## Exercise requirements
Please edit the lines from the one containing "Accessibility service: describe the location of gold" through the last line, changing "visually impaired user" to "low-vision user" and leaving everything else as it is. Return only those edited lines.

>> BEGIN Input records

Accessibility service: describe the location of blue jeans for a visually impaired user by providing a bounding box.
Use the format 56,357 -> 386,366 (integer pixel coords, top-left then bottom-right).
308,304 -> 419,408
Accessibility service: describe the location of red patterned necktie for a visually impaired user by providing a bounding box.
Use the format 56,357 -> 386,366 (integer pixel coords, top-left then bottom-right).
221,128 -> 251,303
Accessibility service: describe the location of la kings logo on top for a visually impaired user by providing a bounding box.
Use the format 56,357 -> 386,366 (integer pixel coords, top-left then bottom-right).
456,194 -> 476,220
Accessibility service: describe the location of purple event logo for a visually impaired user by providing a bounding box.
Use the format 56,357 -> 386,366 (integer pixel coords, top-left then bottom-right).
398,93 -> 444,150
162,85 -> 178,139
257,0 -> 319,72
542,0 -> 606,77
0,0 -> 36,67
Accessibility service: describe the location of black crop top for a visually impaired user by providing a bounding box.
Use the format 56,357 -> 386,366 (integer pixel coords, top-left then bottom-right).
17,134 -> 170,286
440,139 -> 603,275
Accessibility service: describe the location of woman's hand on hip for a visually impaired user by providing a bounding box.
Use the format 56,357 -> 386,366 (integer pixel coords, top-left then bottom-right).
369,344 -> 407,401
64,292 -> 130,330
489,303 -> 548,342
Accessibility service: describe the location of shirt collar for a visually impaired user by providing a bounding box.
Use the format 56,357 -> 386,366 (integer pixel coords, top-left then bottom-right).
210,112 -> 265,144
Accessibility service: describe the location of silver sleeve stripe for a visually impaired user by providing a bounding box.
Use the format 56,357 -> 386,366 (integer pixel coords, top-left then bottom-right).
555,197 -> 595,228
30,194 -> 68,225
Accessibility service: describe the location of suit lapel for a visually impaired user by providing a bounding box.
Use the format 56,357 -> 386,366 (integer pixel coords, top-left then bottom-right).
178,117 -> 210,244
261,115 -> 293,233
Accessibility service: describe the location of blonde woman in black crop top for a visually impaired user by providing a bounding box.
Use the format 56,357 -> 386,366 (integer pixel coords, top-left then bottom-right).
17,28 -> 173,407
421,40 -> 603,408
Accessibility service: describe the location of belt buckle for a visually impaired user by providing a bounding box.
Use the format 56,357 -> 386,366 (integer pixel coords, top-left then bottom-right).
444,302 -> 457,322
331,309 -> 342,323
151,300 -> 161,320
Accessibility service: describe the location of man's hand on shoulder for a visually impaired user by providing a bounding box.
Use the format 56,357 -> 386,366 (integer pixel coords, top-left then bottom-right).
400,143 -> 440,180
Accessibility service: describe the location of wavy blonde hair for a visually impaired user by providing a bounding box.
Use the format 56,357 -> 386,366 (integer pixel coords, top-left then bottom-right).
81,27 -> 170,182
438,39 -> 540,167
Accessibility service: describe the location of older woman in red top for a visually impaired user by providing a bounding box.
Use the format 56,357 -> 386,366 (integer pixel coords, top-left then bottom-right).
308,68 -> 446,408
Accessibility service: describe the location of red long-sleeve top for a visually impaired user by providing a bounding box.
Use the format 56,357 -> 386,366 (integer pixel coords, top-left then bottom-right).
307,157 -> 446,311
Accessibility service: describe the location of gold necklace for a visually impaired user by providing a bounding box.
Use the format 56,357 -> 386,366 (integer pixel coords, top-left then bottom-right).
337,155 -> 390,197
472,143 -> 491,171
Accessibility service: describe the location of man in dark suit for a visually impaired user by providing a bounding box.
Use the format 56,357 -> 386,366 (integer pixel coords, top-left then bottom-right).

>> END Input records

## Output for this exercise
Accessibility service: describe the location of gold necklace for a low-vision user by providing a bounding box.
Use the format 56,357 -> 386,366 (integer pixel coords, top-left then bottom-right).
337,155 -> 390,197
472,143 -> 491,171
Accessibility service: describe the location of man in dark suit for a low-vision user by providing a bounding box.
Use the format 56,357 -> 386,366 (integer pixel coords, top-left then bottom-right).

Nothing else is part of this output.